──────── Information given ────────
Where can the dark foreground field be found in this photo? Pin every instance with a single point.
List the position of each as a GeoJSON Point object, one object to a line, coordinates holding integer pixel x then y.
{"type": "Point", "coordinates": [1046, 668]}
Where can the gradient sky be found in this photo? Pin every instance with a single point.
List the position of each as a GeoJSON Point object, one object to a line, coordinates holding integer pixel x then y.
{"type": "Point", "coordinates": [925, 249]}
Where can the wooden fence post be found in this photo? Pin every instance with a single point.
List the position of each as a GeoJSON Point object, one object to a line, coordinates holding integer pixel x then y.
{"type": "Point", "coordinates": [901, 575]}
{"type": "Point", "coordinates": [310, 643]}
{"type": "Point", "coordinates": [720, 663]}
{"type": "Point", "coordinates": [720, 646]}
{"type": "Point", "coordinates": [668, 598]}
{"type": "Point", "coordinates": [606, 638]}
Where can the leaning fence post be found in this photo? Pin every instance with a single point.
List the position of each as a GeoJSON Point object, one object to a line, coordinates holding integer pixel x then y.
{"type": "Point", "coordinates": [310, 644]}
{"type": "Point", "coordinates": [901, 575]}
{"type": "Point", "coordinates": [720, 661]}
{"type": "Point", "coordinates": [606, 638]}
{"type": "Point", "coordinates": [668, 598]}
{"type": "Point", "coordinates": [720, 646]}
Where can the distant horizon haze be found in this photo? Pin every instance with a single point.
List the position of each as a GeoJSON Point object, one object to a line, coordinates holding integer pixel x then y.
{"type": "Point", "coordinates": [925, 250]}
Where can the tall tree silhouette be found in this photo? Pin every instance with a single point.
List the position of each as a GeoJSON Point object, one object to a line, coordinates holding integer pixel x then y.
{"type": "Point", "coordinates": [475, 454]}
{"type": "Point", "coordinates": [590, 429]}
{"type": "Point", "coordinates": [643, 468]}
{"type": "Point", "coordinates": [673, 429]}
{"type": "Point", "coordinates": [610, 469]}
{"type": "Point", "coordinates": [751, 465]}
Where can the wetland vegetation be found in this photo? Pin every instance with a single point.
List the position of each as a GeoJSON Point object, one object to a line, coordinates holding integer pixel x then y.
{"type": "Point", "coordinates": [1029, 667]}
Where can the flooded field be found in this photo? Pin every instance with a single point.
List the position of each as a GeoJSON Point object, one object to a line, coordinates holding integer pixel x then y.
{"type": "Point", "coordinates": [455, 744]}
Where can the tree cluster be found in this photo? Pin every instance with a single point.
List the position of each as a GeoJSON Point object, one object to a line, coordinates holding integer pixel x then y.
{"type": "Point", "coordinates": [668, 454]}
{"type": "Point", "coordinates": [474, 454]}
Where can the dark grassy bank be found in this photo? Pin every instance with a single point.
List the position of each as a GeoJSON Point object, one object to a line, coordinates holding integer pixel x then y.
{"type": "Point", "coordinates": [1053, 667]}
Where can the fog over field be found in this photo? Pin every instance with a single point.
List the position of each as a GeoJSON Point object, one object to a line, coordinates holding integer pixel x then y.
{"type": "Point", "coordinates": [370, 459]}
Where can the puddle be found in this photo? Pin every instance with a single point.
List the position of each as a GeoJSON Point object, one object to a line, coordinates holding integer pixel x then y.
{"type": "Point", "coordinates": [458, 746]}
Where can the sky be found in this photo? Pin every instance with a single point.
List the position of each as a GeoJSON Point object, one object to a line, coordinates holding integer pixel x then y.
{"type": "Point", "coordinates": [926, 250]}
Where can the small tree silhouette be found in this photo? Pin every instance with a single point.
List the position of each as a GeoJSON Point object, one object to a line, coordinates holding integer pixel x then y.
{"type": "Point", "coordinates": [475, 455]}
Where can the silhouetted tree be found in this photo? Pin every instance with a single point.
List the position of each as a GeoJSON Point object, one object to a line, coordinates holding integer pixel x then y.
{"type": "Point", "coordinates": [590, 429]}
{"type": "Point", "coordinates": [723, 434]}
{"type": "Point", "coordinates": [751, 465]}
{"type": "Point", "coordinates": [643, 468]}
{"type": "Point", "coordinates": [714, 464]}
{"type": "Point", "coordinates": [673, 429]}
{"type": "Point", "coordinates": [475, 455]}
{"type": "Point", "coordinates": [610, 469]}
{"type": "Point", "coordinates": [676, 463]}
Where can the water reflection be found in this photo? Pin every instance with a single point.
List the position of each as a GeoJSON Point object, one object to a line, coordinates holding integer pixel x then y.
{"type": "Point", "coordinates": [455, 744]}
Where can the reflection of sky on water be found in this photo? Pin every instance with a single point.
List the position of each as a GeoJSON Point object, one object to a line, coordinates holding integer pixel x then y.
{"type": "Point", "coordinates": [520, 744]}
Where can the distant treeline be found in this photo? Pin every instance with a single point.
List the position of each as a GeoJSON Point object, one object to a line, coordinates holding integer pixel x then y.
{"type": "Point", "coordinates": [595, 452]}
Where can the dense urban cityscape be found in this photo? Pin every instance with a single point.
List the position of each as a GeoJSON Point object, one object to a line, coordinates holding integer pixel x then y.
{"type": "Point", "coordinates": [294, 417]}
────────
__What you should do__.
Take the line that contains "Where can the water" and every line after it through the end of the listing above, and repeat them exactly.

__Output for this task__.
Where can the water reflection be found in this photo? Pin every instance with a single point.
List the position of each as a GeoJSON Point object, one object to a line, coordinates holding integer pixel x then y.
{"type": "Point", "coordinates": [455, 744]}
Where can the reflection of sky on water be found in this photo? Pin every instance with a single point.
List the position of each as a GeoJSON Point object, one object to a line, coordinates holding integer pixel x then y.
{"type": "Point", "coordinates": [520, 744]}
Where can the distant treeline be found in this photo? Pin every instance with a single point.
List the position of each as a GeoJSON Point object, one object to a line, coordinates holding integer pixel x then y.
{"type": "Point", "coordinates": [595, 452]}
Where can the dense urban cityscape be found in this photo? Pin every instance with a single point.
List the position of each as a GeoJSON Point object, one object to a line, coordinates holding integer pixel x then y.
{"type": "Point", "coordinates": [294, 417]}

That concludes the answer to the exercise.